Problem requirements: Filter the records below for the word "segment". Keep each line that has it.

Dataset records
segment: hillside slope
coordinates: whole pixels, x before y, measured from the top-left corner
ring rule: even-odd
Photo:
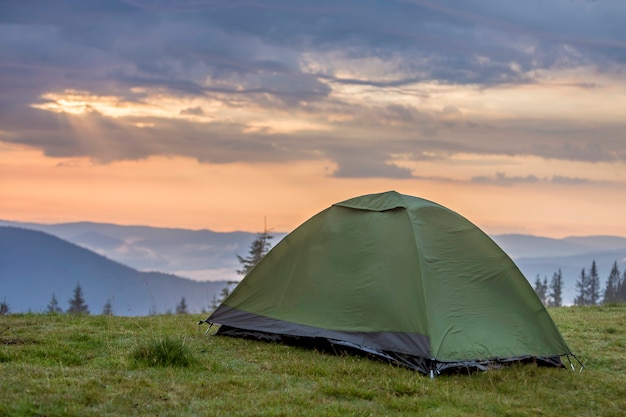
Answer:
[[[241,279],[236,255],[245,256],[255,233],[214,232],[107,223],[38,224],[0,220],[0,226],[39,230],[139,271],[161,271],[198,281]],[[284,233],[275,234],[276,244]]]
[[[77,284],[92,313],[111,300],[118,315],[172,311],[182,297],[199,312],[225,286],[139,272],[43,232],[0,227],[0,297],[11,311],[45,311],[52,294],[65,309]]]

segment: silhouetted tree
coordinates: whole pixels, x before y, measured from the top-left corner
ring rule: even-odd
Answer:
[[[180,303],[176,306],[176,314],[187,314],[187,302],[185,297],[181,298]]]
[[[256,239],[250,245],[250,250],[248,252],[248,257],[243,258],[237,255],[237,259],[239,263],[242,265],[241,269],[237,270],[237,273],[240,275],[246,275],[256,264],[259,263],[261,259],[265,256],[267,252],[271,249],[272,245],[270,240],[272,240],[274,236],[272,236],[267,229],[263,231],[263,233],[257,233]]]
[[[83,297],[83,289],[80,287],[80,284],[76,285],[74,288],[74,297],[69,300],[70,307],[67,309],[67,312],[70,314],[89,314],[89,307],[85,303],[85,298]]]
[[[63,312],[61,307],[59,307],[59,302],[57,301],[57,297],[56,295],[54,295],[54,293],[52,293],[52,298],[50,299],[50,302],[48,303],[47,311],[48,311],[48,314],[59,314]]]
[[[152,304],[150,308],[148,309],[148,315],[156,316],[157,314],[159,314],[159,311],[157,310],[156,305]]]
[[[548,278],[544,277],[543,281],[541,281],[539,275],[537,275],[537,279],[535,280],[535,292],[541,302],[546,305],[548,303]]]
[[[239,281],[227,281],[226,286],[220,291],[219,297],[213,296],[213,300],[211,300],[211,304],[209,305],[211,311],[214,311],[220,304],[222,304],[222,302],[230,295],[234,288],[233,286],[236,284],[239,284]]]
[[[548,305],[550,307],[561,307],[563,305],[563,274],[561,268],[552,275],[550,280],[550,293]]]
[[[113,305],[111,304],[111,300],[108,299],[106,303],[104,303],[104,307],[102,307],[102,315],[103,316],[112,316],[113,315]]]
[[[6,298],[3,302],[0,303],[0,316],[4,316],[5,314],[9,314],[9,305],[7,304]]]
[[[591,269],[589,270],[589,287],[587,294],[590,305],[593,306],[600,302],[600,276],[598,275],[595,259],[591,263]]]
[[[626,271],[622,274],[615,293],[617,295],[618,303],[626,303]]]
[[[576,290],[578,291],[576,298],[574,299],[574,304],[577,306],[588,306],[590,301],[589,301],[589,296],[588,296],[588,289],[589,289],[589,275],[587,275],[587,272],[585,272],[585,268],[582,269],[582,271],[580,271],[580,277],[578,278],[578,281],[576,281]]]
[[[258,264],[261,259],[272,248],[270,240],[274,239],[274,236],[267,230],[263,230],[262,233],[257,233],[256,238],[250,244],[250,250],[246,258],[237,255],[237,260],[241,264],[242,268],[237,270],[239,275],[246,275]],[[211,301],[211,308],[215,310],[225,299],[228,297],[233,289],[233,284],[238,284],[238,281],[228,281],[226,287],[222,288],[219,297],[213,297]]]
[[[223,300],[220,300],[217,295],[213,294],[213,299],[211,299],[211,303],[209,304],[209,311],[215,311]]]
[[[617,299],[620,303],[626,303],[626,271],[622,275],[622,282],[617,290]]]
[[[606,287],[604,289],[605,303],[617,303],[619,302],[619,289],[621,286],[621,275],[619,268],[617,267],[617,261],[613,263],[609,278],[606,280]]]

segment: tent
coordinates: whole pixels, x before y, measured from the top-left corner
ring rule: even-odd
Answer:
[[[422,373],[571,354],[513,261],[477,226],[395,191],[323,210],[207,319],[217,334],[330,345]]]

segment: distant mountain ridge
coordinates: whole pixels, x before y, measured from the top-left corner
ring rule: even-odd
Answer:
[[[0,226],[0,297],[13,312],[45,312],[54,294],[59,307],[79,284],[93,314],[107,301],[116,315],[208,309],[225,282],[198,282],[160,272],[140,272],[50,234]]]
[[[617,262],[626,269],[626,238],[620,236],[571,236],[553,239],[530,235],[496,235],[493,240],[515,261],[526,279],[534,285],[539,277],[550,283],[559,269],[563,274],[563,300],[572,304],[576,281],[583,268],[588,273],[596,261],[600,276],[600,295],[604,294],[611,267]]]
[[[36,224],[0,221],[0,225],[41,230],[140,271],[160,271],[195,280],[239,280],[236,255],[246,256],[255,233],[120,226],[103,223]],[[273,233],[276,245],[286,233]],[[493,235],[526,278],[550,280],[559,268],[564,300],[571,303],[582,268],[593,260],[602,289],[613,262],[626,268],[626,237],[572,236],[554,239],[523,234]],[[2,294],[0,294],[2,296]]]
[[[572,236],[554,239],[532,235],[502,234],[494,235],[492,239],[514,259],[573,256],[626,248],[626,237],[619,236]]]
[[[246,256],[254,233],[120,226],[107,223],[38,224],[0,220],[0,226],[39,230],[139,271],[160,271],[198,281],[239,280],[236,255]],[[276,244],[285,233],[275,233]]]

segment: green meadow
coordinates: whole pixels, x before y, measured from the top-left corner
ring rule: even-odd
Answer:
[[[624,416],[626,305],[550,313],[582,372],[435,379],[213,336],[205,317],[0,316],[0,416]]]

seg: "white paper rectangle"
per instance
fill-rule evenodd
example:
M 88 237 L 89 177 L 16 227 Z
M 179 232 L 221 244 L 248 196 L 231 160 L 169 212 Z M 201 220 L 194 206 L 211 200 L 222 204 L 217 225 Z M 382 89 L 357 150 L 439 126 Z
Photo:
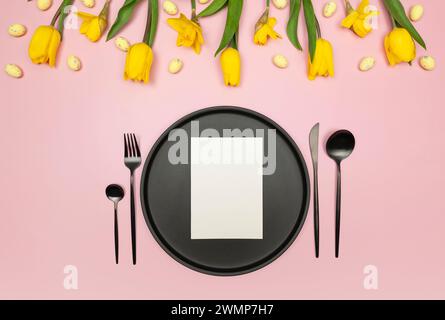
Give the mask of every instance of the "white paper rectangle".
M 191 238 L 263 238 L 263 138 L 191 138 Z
--
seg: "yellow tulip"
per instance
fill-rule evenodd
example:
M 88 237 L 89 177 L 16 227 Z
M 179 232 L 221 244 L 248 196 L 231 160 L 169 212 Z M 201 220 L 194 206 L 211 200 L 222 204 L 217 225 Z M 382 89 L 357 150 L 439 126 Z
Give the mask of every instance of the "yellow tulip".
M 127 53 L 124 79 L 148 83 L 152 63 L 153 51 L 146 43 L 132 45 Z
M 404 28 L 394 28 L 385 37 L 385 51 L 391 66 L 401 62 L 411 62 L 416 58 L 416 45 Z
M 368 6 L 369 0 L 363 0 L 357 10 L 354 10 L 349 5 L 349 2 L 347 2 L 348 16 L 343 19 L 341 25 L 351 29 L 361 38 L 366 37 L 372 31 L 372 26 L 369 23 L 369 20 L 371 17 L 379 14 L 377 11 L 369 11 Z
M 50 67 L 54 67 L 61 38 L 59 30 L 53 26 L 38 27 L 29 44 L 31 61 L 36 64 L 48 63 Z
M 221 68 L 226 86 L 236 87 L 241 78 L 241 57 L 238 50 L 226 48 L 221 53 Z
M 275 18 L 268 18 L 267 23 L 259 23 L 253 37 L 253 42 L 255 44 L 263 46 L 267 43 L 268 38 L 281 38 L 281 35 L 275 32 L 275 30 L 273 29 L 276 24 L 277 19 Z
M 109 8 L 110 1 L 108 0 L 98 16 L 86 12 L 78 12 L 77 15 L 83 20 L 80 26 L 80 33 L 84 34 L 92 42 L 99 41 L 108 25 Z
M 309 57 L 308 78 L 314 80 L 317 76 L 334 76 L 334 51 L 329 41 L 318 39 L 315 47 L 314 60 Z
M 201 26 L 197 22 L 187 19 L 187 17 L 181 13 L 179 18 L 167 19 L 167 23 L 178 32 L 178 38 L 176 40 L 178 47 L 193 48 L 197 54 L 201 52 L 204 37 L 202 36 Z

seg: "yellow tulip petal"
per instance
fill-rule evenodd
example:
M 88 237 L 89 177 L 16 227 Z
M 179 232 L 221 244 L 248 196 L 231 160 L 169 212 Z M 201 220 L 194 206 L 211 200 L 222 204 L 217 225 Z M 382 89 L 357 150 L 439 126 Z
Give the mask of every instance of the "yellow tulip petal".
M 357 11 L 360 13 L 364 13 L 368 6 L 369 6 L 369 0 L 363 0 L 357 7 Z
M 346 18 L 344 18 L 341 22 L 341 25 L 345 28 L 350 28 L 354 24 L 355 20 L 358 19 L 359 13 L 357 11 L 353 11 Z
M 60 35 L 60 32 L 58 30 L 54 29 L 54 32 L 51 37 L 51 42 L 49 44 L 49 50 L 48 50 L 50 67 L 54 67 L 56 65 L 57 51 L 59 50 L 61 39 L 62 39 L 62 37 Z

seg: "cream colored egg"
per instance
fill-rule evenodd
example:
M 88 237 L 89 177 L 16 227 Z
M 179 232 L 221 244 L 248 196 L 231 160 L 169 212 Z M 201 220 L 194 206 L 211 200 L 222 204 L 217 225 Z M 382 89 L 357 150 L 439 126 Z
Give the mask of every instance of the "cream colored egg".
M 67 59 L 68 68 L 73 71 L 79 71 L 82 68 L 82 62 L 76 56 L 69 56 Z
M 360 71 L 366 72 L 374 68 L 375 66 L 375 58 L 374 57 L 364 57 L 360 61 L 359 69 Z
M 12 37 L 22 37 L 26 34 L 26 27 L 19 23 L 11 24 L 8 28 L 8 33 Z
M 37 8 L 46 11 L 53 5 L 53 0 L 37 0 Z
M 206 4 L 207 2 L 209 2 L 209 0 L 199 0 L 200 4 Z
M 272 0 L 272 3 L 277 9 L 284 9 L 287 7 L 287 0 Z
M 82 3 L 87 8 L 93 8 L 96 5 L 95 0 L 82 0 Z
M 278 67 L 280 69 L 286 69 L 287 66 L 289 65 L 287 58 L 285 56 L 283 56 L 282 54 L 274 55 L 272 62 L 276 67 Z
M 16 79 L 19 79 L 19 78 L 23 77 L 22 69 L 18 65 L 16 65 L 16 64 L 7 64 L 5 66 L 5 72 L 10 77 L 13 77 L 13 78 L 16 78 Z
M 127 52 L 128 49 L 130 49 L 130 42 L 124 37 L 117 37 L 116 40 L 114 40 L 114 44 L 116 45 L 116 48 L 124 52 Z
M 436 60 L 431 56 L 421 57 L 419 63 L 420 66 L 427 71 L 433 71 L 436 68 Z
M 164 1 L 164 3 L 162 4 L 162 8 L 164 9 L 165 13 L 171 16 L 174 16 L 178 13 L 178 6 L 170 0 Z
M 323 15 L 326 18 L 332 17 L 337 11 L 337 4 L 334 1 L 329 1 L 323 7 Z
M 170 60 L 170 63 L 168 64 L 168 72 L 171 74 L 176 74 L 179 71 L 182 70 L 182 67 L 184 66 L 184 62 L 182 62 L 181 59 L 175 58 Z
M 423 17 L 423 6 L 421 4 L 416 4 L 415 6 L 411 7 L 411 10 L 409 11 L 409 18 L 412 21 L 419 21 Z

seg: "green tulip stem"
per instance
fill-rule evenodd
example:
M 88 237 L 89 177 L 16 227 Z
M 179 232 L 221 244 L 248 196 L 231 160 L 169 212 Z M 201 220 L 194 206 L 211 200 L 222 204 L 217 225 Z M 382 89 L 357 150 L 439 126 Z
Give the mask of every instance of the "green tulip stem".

Exercise response:
segment: hillside slope
segment: silhouetted tree
segment: tent
segment: distant mountain ridge
segment: green meadow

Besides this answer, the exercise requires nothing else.